__Problem description__
Reproduce all of the material below word for word, omitting the pictures from your answer.
>>>>
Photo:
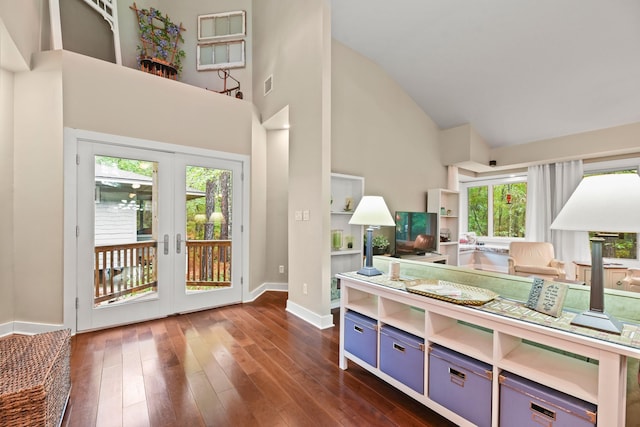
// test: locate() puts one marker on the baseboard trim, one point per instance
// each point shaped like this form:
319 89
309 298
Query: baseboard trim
320 322
265 287
27 328
6 329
<<<<
__Exercise solution__
Photo:
// test: locate() puts one marker on the baseboard trim, one point per instance
// each point shaped like this form:
319 89
309 298
Query: baseboard trim
320 322
265 287
27 328
6 329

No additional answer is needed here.